◆ **Permintaan Tertulis 1**
Dalam teks tentang gas penipis ozon di bawah, perjanjian apa yang melarang CFC?

Industri di Tiongkok Timur Laut Lepaskan Gas Penipis Ozon

Beijing, IDN Times - Perusahaan industri di Tiongkok bagian timur laut telah melepaskan gas penipis ozon dalam jumlah yang besar ke atmosfer. Para ilmuwan menilai hal ini justru dianggap melanggar perjanjian internasional. Bagaimana awal ceritanya?
1. Tindakan tersebut memicu kekhawatiran dapat menghambat upaya perbaikan pelindung lapisan ozon
Dilansir dari CNN, tindakan perusahaan industri di Tiongkok bagian timur laut ini dianggap para ilmuwan telah melanggar perjanjian internasional. Para ilmuwan mencatat lonjakan jumlah klorofluorokarbon atau CFC di atmosfer tahun 2018 lalu, meskipun ada larangan global atas penggunaannya. Sumber emisi tetap tidak diketahui, bagaimanapun itu dapat memicu kekhawatiran bahwa hal itu dapat menghambat upaya internasional yang bertahun-tahun untuk memperbaiki lapisan pelindung ozon.
Seperti yang diketahui, CFC biasa digunakan dalam lemari es, kaleng aerosol, dan bahan kimia pembersih. Akan tetapi, CFC dilarang di bawah Protokol Montreal tahun 1987 setelah diketahui mereka berkontribusi pada pembuatan lubang raksasa di lapisan ozon yang terbentuk di atas Antartika setiap bulan September. Penghapusan CFC secara global telah dilakukan sejak tahun 2010 lalu.
Lapisan ozon melindungi kehidupan hewan dan tumbuhan di Bumi dari sinar UV yang kuat. Ketika lapisan ozon melemah, lebih banyak sinar UV dapat menembus dan mempengaruhi manusia yang membuatnya rentan terhadap penyakit kanker kulit, katarak, serta beberapa penyakit lainnya. Kemungkinan juga ada konsekuensi bagi kehidupan tanaman, termasuk hasil panen yang lebih rendah dan gangguan dalam rantai makanan laut.
2. Tim-tim di Korea Selatan dan Jepang membentuk sebuah tim mencari asal usul CFC

Sebuah hasil penelitian internasional yang diterbitkan dalam jurnal "Nature" minggu ini menunjukkan sumbernya telah menuju kawasan Tiongkok bagian timur. Sebelumnya, telah disarankan sumbernya berada di Asia, tetapi para ilmuwan tidak dapat mengidentifikasi dari negara mana emisi tersebut. "Awalnya stasiun pemantauan kami didirikan di lokasi terpencil, jauh dari sumber potensial.

◆ **Data yang Diberikan**

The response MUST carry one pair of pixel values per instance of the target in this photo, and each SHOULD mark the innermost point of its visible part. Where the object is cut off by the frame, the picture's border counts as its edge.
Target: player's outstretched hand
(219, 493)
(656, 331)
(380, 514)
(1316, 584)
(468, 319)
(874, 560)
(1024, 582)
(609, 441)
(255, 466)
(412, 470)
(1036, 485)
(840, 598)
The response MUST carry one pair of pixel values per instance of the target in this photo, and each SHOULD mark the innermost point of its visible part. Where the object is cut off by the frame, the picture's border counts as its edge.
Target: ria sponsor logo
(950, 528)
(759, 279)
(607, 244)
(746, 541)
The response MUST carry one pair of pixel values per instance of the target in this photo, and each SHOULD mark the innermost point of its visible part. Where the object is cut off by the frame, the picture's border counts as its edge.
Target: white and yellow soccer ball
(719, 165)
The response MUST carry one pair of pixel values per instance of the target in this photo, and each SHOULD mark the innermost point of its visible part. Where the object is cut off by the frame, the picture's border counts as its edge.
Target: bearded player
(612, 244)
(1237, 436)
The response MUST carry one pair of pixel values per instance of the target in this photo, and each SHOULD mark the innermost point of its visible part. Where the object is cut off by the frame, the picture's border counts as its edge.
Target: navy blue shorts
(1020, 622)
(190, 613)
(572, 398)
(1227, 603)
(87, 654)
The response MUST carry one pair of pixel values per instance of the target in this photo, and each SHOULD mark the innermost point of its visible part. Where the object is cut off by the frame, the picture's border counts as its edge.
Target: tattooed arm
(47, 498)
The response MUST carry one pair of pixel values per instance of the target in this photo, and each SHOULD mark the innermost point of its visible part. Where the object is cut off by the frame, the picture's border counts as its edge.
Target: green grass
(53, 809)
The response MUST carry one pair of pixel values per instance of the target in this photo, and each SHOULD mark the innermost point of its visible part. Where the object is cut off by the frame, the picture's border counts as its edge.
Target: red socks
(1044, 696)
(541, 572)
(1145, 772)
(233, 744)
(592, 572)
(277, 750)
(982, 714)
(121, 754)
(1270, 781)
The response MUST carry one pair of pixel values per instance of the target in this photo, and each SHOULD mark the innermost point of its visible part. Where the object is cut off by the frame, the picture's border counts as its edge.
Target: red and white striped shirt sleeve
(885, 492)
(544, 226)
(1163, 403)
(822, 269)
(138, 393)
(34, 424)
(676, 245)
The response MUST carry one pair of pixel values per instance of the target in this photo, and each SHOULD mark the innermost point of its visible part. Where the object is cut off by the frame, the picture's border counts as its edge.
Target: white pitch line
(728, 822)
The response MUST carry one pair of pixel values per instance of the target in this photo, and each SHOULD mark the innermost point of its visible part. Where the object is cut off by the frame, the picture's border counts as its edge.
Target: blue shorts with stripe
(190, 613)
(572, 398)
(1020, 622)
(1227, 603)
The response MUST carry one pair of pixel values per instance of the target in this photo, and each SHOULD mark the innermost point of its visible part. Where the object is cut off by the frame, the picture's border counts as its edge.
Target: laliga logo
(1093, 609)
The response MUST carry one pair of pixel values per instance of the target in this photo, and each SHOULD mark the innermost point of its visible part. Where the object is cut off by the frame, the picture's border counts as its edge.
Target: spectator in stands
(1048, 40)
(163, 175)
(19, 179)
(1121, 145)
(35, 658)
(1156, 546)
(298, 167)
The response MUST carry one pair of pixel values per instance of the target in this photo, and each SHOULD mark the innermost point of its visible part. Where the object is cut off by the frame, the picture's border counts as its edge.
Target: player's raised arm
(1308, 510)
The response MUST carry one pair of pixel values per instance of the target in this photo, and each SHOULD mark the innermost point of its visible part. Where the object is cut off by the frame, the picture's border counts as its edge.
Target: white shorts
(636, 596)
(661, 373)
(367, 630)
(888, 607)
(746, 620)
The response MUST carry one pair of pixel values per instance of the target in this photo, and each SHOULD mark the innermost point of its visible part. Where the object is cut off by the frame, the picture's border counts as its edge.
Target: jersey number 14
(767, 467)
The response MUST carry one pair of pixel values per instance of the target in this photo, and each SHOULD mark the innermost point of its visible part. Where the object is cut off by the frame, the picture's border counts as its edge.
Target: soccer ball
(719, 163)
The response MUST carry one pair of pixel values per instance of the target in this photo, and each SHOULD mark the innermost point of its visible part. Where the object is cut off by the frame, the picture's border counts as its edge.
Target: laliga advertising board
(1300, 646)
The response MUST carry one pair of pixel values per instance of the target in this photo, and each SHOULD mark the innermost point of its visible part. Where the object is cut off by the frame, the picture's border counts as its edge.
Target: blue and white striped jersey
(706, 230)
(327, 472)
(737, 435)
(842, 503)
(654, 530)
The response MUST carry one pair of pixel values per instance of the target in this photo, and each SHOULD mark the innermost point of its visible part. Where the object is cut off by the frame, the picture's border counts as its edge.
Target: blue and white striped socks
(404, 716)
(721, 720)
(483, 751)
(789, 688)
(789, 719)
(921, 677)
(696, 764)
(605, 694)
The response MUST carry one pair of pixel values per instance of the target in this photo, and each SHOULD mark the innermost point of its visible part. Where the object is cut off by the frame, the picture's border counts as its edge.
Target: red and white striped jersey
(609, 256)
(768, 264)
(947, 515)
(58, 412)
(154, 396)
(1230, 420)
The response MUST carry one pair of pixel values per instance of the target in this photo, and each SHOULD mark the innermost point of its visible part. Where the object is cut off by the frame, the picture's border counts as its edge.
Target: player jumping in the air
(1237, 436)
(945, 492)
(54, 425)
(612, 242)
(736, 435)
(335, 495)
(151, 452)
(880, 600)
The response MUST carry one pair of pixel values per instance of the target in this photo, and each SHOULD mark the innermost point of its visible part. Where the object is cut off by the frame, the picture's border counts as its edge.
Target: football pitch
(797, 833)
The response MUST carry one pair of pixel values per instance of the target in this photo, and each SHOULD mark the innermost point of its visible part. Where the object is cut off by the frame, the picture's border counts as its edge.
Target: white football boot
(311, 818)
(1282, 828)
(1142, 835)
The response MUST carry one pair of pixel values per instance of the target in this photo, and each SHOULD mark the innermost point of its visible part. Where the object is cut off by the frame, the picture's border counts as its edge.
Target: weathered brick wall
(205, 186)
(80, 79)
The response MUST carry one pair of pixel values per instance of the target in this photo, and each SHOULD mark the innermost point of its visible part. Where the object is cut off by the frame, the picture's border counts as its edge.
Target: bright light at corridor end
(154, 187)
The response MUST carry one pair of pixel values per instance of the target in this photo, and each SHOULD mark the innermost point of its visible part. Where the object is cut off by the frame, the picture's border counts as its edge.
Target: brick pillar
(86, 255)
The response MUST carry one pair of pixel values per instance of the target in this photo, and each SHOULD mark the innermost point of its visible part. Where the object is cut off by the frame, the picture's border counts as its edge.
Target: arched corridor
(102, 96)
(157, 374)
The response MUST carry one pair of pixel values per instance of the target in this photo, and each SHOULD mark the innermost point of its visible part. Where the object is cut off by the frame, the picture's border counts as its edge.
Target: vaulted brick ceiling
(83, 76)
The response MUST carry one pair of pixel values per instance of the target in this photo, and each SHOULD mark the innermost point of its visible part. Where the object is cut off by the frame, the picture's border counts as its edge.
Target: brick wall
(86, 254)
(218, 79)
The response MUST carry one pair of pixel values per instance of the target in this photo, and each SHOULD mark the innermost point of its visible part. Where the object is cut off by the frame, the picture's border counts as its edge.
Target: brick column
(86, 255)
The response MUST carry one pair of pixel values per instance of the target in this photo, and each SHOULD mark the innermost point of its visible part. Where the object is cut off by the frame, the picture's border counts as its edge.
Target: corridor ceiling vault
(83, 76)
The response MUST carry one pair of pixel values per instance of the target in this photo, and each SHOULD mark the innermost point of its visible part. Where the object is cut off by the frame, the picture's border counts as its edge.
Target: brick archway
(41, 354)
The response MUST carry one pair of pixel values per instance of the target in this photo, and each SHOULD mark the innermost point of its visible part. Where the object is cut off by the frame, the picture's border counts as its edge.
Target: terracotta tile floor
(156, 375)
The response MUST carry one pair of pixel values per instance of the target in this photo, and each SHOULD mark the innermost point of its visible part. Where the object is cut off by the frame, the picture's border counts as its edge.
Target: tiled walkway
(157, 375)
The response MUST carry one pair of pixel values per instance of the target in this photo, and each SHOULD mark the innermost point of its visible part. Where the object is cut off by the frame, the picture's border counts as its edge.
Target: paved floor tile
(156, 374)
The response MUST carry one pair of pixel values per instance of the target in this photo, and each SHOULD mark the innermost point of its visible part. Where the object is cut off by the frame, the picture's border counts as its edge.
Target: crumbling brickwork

◆ **Permintaan Tertulis 2**
Tolong ambil setiap baris data di atas yang memuat kata "football". Huruf besar dan huruf kecil dibedakan.

◆ **Jawaban Latihan 1**
CFC dilarang oleh Protokol Montreal tahun 1987.

◆ **Jawaban Latihan 2**
Target: football pitch
Target: white football boot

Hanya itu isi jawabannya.